_EXTRACT PROVIDED_.
=-=-=-=-=
Most dictionaries define heroes and heroism in less socially redeeming terms. A hero, says the Merriam-Webster Dictionary, is “a man admired for his achievements and noble qualities,” or “a mythological or legendary figure often of divine descent endowed with great strength or ability.”

These definitions are unfortunately based on the pretensions of “popular” culture (a basketball star can in these terms qualify as a hero. So can mythical figures like Hercules, and such US pop culture creations as Batman, who is in fact described as more than a hero, he being a “superhero”).

These definitions also ignore what makes an individual a hero in societies struggling for freedom, democracy, and authentic development, and deny the contributions to humanity of those men and women who, at the cost of their fortunes and even lives, commit themselves to the making of societies better than those that have been imposed on their peoples by colonial and imperial rule and/or by homegrown tyranny.

Like many other concepts, what heroes and heroism are can only be meaningfully understood in their historical, political and social contexts. In countries like the Philippines, heroism consists of the capacity to transcend one’s interests in behalf of the greater good — the hero is an individual who contributes to the betterment of the lives of his or her people through whatever means including, although not limited to, the use of arms.

Neither under the dictionary definition nor the more nuanced one above does Ferdinand Marcos qualify, being not of divine descent, of noble qualities, or of mythological dimensions, and given his villainous assault on the Filipino people. Even his claims to having been an exemplary soldier have been exposed as fraudulent, and the medals he claims to have amassed while fighting the Japanese invaders during World War II exposed as nonexistent by, among other authorities, the late military intelligence officer Bonifacio Gillego.
=-=-=-=-=
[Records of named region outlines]
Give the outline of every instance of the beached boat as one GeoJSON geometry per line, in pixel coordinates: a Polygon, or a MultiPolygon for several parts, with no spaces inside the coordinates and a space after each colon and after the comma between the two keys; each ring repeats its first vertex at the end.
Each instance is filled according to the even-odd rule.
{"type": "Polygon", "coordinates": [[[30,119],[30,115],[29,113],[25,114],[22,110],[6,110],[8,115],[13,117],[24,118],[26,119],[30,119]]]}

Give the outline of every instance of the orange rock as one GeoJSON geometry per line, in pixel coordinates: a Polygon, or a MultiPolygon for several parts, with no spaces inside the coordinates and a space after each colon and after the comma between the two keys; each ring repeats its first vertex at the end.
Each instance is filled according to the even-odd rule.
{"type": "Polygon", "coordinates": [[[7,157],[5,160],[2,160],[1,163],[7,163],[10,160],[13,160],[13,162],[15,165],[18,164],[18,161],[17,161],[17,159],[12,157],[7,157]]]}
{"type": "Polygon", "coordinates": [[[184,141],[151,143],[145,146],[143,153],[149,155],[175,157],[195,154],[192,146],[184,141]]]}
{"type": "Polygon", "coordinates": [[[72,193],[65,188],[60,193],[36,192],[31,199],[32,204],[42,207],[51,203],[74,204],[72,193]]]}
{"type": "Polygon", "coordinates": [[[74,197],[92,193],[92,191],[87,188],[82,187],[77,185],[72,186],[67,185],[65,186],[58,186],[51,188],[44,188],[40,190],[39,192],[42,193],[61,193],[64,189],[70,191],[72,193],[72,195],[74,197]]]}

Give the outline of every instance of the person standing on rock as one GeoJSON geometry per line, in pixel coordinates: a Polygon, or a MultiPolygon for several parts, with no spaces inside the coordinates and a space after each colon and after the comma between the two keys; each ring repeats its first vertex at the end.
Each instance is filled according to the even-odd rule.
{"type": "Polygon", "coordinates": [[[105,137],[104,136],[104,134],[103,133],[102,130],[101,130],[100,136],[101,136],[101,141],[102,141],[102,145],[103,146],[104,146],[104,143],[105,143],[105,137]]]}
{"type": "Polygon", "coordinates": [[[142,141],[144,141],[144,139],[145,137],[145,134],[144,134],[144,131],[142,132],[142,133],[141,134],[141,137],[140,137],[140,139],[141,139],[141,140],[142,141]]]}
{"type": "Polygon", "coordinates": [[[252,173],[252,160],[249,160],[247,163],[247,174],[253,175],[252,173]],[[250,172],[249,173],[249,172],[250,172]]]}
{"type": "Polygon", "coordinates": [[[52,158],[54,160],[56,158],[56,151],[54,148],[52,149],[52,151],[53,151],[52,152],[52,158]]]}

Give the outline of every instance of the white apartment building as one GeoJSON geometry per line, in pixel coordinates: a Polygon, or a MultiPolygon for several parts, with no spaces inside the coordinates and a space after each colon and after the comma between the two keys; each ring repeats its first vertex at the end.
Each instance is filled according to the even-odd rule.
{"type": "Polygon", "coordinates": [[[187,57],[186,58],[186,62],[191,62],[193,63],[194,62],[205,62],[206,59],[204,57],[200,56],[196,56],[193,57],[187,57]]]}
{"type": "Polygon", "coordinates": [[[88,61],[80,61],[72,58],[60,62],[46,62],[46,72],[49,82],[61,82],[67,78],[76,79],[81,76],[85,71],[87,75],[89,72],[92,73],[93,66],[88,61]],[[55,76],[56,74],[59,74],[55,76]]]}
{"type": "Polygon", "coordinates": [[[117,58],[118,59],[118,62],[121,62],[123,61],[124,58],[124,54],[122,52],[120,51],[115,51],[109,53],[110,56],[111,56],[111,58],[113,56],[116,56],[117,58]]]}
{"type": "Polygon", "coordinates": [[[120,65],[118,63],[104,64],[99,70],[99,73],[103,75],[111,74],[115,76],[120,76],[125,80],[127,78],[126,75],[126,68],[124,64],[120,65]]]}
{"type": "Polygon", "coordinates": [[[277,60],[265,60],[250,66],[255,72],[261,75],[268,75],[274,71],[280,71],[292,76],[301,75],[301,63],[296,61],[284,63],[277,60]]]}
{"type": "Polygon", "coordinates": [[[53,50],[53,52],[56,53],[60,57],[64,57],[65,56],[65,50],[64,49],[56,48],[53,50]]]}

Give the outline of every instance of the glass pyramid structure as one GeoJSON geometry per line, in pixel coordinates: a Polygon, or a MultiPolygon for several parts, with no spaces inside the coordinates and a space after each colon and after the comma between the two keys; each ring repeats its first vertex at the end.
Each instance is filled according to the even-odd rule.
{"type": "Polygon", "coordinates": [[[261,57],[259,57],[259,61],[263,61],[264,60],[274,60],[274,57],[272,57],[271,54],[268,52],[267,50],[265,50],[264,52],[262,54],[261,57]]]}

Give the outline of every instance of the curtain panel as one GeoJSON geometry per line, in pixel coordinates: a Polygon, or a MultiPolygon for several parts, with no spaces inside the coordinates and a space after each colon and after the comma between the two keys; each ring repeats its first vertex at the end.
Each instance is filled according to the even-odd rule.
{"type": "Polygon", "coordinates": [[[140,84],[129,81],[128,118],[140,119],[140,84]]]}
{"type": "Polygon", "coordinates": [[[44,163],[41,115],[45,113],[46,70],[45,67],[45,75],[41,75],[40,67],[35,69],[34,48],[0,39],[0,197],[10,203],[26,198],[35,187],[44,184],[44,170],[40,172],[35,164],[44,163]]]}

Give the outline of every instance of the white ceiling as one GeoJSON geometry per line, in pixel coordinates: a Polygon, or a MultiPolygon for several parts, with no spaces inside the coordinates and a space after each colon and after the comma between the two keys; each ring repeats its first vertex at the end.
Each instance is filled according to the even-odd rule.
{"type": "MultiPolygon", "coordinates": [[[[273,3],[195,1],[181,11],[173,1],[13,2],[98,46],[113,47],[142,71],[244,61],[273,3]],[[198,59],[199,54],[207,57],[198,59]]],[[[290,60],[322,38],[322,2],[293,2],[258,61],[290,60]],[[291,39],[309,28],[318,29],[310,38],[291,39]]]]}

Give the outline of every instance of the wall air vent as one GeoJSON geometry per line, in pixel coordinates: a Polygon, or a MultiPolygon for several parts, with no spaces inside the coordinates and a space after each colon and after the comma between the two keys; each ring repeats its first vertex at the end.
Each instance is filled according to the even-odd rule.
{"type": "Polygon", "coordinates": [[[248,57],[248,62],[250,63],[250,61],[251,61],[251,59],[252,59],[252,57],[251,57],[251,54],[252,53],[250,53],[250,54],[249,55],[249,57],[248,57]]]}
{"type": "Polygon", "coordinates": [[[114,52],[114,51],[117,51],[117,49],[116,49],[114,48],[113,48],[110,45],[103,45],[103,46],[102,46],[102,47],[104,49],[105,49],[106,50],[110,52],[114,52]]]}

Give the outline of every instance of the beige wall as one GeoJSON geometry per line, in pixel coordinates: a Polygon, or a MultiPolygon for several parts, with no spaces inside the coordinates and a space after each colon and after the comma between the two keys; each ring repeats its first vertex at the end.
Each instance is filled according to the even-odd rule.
=-=-=-=-=
_AIM_. Reproduce the part of the heroism text that starts at the words "These definitions also" and stops after the words "by homegrown tyranny.".

_RESULT_.
These definitions also ignore what makes an individual a hero in societies struggling for freedom, democracy, and authentic development, and deny the contributions to humanity of those men and women who, at the cost of their fortunes and even lives, commit themselves to the making of societies better than those that have been imposed on their peoples by colonial and imperial rule and/or by homegrown tyranny.